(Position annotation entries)
***
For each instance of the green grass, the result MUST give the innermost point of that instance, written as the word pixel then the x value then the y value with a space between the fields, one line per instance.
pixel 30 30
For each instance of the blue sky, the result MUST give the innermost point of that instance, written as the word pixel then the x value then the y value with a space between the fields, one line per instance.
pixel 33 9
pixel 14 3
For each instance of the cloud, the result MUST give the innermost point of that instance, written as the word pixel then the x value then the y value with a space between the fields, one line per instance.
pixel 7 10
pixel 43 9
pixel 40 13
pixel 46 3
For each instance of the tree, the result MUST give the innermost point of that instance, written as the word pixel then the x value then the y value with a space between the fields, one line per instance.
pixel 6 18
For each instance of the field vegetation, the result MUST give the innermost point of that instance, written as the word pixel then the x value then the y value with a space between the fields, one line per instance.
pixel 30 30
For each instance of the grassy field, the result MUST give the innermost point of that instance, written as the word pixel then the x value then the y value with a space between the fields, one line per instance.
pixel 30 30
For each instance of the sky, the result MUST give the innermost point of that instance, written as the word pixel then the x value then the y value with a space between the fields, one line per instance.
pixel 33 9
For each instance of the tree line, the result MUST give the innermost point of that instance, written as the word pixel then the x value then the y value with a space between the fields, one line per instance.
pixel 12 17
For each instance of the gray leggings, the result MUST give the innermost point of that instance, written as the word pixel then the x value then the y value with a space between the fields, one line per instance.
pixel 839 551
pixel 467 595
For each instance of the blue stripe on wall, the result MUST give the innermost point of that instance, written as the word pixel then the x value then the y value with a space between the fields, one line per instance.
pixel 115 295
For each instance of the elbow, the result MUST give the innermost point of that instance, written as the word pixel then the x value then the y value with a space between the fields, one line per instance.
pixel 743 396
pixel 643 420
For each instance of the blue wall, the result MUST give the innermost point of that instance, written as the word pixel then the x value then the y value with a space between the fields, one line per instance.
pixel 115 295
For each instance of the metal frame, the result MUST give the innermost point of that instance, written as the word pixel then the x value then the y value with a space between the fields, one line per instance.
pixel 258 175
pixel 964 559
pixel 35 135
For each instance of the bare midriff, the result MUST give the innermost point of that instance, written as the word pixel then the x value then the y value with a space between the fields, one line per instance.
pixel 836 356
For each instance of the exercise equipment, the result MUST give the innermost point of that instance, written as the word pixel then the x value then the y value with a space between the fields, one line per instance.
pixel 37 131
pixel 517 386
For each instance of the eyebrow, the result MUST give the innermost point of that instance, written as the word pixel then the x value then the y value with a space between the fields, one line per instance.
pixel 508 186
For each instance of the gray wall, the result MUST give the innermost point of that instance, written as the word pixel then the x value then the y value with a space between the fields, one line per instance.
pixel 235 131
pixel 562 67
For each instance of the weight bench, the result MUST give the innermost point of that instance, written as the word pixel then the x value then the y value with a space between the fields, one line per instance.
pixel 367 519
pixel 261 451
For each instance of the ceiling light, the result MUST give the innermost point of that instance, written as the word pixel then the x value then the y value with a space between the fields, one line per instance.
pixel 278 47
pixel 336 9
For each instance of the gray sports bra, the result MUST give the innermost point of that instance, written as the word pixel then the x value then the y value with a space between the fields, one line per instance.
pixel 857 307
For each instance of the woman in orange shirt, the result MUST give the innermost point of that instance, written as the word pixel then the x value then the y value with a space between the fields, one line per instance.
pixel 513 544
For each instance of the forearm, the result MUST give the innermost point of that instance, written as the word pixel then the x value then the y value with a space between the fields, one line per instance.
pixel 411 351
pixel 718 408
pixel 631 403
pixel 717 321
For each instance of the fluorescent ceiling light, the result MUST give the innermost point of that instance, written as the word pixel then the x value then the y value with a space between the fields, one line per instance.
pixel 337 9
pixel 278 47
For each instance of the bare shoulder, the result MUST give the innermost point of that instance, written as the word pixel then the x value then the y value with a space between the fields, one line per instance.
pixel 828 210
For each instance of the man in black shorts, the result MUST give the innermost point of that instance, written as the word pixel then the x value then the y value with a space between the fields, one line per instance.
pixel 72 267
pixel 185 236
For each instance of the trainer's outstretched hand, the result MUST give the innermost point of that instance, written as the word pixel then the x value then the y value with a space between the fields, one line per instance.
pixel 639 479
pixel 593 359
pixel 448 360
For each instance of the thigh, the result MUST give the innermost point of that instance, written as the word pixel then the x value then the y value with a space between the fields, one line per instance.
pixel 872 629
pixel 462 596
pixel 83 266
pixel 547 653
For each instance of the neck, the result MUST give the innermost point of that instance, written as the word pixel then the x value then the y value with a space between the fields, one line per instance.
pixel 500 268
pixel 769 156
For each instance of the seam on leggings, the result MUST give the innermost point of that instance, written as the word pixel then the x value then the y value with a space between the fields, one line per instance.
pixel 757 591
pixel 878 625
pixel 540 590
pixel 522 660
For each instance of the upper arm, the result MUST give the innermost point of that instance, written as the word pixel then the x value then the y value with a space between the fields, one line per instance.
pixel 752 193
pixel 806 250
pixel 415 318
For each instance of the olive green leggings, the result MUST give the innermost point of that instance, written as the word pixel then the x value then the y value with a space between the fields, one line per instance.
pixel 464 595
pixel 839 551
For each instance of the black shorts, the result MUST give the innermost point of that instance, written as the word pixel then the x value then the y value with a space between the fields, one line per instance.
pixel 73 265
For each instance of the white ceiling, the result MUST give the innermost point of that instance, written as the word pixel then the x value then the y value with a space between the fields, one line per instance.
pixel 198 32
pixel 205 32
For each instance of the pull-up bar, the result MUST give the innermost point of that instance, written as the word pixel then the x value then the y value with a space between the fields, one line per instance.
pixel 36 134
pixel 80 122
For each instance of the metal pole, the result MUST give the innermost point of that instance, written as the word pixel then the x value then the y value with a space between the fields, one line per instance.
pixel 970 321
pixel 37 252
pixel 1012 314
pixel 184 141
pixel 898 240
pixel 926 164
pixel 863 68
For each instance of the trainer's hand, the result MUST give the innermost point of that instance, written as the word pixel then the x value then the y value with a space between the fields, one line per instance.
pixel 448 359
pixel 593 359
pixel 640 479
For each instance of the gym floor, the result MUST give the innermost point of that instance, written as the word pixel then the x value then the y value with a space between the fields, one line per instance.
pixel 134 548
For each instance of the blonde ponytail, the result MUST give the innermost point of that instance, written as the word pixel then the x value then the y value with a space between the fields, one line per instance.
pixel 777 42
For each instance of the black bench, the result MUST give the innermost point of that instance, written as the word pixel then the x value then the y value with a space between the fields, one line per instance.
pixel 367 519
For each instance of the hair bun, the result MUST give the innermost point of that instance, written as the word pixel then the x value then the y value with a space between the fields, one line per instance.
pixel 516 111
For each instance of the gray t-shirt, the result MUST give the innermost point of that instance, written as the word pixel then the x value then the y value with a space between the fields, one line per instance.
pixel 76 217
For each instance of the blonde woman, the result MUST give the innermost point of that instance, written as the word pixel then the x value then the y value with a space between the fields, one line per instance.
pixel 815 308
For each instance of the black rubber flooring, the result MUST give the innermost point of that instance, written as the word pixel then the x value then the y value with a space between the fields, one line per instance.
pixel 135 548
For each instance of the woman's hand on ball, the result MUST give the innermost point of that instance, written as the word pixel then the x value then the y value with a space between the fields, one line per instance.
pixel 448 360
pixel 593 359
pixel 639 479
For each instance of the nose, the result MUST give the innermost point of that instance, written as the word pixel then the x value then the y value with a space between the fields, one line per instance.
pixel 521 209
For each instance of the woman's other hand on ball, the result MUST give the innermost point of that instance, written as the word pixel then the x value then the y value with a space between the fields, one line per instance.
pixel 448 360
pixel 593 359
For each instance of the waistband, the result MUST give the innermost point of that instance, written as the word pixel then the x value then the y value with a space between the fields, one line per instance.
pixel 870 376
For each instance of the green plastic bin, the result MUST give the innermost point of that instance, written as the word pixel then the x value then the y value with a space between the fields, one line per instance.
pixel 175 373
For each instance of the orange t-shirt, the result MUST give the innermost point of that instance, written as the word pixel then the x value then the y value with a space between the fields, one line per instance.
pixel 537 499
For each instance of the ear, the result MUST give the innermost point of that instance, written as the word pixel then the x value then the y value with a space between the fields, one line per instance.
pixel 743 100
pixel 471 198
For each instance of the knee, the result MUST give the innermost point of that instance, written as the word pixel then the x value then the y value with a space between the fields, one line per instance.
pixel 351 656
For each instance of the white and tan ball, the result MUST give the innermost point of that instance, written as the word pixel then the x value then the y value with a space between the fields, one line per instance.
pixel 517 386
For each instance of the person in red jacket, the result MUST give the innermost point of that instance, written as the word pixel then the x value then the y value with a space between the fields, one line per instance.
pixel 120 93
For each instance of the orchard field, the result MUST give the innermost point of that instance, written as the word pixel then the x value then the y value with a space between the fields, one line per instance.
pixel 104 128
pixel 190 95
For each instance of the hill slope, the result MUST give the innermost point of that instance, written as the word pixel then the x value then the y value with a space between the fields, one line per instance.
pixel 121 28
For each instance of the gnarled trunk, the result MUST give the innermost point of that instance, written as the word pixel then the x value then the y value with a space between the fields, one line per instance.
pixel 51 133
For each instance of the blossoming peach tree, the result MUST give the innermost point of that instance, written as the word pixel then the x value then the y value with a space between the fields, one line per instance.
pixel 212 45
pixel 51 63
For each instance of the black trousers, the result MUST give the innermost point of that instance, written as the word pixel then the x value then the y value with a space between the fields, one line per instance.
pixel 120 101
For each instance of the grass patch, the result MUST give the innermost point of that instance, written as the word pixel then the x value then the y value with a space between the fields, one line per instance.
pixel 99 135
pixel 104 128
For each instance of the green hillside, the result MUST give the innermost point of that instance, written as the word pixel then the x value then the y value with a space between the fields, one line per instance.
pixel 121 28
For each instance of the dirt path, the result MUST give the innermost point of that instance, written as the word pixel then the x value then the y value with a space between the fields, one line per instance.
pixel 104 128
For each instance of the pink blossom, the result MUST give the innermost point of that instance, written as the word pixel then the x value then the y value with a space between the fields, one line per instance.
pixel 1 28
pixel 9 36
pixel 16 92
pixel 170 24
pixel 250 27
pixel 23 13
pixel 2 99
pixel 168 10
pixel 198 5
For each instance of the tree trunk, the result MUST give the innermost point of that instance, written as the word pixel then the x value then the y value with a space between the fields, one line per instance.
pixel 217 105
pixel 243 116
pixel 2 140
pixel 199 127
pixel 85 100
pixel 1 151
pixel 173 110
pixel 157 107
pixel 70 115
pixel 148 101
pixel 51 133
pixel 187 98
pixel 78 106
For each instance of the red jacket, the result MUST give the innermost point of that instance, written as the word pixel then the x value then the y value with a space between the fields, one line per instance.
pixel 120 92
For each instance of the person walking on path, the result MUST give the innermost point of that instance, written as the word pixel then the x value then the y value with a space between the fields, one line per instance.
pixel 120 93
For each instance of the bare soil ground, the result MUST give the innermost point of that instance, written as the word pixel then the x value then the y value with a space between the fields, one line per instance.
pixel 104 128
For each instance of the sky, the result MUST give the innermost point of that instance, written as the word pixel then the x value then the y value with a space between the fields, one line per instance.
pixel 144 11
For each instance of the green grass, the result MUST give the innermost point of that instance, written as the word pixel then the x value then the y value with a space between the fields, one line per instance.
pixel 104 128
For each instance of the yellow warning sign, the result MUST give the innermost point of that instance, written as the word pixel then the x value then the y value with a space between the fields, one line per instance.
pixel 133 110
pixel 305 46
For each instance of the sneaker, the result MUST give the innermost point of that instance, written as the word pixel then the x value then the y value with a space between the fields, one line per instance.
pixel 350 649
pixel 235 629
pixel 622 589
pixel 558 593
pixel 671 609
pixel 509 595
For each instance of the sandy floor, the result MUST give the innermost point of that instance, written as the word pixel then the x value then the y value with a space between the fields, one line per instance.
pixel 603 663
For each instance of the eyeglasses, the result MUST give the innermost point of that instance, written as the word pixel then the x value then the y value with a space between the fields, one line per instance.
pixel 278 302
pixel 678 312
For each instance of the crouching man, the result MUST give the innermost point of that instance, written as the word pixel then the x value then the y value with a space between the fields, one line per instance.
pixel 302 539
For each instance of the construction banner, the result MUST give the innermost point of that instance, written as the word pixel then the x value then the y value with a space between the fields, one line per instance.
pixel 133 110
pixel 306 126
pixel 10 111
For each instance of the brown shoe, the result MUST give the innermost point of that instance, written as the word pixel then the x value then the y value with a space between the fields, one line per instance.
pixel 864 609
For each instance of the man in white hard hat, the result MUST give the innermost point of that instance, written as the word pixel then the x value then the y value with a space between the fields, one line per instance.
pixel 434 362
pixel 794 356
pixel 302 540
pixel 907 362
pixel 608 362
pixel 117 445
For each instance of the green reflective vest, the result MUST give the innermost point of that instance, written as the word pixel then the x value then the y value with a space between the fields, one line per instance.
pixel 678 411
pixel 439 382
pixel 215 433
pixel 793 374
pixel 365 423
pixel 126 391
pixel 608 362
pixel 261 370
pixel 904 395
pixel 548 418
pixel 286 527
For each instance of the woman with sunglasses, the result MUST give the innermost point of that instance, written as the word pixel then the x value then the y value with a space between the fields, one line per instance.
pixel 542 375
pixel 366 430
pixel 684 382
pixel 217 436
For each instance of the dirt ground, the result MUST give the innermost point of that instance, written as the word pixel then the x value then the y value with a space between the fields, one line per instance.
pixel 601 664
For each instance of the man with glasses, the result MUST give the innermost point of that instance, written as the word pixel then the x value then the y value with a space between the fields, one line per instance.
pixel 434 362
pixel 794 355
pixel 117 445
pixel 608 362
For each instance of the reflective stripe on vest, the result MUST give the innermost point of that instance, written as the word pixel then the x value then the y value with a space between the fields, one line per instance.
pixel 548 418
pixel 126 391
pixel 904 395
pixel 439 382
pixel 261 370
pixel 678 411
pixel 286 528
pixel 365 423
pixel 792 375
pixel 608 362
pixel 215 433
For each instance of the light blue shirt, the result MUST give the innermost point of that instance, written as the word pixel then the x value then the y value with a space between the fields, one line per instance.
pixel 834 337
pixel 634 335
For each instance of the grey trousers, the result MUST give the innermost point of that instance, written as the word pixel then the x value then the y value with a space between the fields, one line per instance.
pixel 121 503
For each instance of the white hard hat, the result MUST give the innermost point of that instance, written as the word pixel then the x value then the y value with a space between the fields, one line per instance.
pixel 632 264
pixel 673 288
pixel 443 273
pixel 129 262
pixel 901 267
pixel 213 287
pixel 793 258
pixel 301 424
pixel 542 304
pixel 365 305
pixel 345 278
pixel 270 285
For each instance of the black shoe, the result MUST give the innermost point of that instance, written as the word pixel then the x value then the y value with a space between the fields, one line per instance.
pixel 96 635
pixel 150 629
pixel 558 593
***
Format everything from the line containing "For each instance of the tree trunk, the" down to the line containing "pixel 305 46", both included, as a Markdown table with the columns Row and Line. Skip blank lines and give each remaining line its own numbered row.

### Result of this exercise
| Row | Line |
|---|---|
| 1 | For each instance of the tree trunk, the result MUST give the innermost point of that instance, written as the word pixel then the x value then the y value with a space between the fields, one line per instance. |
| 2 | pixel 217 105 |
| 3 | pixel 243 116 |
| 4 | pixel 2 140 |
| 5 | pixel 199 127 |
| 6 | pixel 85 100 |
| 7 | pixel 1 151 |
| 8 | pixel 173 110 |
| 9 | pixel 157 107 |
| 10 | pixel 70 115 |
| 11 | pixel 148 101 |
| 12 | pixel 51 133 |
| 13 | pixel 187 98 |
| 14 | pixel 78 106 |
| 15 | For each instance of the red jacket, the result MUST give the innermost point of that instance, written as the word pixel then the x value then the y value with a space between the fields, one line per instance. |
| 16 | pixel 120 92 |
| 17 | For each instance of the person walking on path, the result MUST give the innermost point of that instance, written as the word pixel then the x value then the y value with a space between the fields, one line per instance. |
| 18 | pixel 120 93 |
| 19 | For each instance of the bare soil ground, the result MUST give the innermost point of that instance, written as the word pixel then the x value then the y value with a space between the fields, one line per instance. |
| 20 | pixel 104 128 |
| 21 | For each instance of the sky, the result MUST give the innermost point of that instance, written as the word pixel then the x value then the y value with a space between the fields, one line per instance. |
| 22 | pixel 144 11 |
| 23 | For each instance of the green grass, the result MUST give the innermost point of that instance, written as the word pixel then the x value then the y value with a space between the fields, one line per instance. |
| 24 | pixel 104 128 |
| 25 | For each instance of the yellow warning sign, the result MUST give the innermost point of that instance, written as the word pixel then the x value then the y value with a space between the fields, one line per instance. |
| 26 | pixel 133 110 |
| 27 | pixel 305 46 |